### Problem
Reproduce the lines from the one containing "cluster of seed" up to and including the one containing "86 106 L 88", substituting "seedpods" for "seed heads" and leaving all else unchanged.

┄┄┄┄┄┄┄┄┄┄┄┄┄┄┄┄┄┄┄┄

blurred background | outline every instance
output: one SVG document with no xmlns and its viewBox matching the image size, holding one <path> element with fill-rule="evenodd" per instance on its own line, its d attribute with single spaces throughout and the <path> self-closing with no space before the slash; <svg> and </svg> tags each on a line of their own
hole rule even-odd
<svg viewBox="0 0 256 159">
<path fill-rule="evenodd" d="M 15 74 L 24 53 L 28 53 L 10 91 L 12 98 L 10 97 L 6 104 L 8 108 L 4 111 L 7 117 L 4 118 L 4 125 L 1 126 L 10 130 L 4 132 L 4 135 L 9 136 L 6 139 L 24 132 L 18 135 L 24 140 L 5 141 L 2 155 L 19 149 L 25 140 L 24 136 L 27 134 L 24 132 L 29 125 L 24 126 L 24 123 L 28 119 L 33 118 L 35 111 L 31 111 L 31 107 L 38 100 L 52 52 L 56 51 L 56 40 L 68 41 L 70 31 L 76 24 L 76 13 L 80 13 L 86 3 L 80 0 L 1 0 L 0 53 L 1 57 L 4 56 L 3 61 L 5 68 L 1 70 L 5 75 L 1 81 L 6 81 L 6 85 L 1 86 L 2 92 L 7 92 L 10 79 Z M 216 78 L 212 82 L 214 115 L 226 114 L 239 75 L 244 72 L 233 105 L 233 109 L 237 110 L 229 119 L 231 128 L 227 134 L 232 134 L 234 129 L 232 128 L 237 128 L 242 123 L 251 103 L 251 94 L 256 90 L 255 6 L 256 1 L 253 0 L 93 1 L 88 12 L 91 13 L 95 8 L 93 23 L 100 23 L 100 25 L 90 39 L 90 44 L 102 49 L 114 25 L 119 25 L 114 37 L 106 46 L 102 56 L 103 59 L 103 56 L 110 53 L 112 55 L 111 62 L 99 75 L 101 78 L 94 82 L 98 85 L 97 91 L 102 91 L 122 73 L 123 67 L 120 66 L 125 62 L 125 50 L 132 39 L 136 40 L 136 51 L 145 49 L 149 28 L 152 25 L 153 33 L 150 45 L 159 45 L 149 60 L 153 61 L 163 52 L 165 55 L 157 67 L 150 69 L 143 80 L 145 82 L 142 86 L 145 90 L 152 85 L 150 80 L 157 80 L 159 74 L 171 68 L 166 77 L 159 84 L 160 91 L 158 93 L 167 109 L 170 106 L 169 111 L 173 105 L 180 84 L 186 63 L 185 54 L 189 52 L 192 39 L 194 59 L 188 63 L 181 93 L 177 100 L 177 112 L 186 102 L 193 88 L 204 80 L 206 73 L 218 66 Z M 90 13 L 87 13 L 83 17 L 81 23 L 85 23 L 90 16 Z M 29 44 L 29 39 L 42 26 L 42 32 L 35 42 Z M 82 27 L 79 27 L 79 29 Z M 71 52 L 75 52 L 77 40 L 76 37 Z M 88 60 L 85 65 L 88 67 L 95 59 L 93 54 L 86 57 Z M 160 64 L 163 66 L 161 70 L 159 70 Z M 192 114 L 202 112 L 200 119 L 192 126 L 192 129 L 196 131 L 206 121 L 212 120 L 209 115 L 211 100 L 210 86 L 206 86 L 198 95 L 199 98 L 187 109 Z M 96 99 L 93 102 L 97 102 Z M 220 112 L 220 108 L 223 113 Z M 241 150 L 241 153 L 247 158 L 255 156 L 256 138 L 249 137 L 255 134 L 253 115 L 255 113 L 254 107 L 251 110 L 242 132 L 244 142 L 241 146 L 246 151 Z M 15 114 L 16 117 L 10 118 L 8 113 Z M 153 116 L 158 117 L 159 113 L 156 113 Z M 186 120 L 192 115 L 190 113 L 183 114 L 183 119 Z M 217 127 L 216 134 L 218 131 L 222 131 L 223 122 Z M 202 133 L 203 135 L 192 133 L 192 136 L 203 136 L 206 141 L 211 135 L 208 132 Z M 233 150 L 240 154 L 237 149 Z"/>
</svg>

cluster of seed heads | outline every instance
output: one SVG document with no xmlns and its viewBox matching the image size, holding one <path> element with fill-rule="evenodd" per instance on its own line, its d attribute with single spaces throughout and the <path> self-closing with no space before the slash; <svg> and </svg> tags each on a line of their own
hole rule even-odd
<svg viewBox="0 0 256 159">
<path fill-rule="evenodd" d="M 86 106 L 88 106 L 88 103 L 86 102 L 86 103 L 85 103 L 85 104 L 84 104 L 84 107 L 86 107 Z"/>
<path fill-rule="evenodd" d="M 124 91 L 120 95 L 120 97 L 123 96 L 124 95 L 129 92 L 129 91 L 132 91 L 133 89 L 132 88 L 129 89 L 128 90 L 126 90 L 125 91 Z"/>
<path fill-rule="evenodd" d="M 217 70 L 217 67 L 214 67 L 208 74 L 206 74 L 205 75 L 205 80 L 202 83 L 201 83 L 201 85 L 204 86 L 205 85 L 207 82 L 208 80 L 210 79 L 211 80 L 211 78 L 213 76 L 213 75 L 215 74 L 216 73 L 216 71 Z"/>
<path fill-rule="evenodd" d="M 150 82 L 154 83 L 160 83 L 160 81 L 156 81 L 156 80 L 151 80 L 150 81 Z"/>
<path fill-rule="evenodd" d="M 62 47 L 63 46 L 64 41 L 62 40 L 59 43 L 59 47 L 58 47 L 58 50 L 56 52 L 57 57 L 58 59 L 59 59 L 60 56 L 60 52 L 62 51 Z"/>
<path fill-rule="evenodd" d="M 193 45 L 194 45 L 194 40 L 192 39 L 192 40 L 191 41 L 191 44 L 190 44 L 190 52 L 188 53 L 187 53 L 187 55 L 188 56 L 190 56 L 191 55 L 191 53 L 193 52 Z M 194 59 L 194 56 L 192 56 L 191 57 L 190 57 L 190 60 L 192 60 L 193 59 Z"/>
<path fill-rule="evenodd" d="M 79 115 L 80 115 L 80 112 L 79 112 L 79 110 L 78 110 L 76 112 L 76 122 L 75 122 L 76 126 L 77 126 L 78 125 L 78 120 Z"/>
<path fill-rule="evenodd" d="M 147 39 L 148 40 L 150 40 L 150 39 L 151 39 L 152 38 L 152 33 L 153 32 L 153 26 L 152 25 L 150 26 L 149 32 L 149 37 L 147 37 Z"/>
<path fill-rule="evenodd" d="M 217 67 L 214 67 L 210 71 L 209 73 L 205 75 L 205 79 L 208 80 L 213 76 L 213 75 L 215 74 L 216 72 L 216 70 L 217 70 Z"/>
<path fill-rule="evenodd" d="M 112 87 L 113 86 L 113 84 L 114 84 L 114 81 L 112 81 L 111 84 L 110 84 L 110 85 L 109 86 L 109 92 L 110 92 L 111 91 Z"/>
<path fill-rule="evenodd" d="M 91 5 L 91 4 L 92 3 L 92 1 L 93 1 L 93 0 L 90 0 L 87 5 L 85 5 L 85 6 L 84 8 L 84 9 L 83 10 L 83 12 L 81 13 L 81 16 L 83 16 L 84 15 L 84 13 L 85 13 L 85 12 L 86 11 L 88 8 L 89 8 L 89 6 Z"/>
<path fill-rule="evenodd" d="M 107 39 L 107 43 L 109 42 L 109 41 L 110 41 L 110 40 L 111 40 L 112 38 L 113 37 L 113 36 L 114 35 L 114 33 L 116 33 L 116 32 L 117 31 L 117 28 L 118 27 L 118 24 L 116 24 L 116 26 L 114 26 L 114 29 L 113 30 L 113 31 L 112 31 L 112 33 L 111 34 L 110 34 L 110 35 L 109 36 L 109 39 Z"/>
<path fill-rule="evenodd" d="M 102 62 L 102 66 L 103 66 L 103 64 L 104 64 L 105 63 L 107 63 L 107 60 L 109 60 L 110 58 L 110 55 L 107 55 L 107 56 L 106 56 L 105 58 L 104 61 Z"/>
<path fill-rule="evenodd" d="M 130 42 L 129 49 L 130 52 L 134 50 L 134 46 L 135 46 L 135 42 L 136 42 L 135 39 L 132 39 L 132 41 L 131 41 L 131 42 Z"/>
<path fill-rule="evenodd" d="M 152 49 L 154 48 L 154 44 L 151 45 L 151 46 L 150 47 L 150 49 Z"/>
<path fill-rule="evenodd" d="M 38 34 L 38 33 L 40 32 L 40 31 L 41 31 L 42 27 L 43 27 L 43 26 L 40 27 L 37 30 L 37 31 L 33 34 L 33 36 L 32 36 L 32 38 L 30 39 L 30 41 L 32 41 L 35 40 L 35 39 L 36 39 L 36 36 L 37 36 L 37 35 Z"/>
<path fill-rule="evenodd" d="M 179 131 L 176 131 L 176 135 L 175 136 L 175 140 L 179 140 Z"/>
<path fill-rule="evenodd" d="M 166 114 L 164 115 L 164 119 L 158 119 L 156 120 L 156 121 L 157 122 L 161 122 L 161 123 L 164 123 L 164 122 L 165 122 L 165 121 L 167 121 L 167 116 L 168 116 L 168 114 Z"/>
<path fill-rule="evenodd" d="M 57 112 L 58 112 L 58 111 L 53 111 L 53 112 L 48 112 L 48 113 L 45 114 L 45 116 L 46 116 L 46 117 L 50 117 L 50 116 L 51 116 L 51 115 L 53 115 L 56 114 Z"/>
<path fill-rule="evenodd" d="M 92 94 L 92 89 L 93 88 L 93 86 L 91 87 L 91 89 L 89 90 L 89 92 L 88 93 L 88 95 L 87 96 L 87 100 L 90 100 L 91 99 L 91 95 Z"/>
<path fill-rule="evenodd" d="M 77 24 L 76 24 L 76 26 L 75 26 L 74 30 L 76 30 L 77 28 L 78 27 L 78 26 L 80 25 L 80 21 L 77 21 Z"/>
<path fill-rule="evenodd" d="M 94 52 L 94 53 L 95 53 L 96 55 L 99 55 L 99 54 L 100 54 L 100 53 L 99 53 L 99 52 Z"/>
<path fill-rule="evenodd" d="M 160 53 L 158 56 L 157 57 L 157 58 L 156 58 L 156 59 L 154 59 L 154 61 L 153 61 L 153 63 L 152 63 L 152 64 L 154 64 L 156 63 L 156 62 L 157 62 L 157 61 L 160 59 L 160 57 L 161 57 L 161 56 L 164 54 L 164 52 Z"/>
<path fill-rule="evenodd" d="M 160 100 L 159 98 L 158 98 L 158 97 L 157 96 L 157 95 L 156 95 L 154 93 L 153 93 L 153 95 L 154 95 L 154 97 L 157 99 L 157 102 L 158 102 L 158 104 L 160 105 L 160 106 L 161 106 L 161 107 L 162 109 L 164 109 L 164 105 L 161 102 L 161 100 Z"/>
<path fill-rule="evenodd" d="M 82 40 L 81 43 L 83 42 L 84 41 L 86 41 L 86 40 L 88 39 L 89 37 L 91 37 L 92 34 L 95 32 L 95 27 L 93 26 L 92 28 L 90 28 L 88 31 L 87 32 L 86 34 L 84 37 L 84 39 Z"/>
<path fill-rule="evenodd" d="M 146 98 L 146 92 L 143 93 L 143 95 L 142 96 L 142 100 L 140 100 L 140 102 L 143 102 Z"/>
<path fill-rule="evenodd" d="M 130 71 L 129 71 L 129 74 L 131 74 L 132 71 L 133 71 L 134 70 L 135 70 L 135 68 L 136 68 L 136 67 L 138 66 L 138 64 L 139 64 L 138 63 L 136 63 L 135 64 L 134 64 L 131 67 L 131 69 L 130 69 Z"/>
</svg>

┄┄┄┄┄┄┄┄┄┄┄┄┄┄┄┄┄┄┄┄

### Written response
cluster of seedpods | outline every instance
output: one SVG document with no xmlns and its viewBox matching the image size, holding one <path> element with fill-rule="evenodd" per instance on its own line, its d attribute with single spaces throughout and the <path> self-closing with no space before the slash; <svg> and </svg> tags each on a line of their own
hole rule even-odd
<svg viewBox="0 0 256 159">
<path fill-rule="evenodd" d="M 86 106 L 88 106 L 88 103 L 86 102 L 86 103 L 85 103 L 85 104 L 84 104 L 84 107 L 86 107 Z"/>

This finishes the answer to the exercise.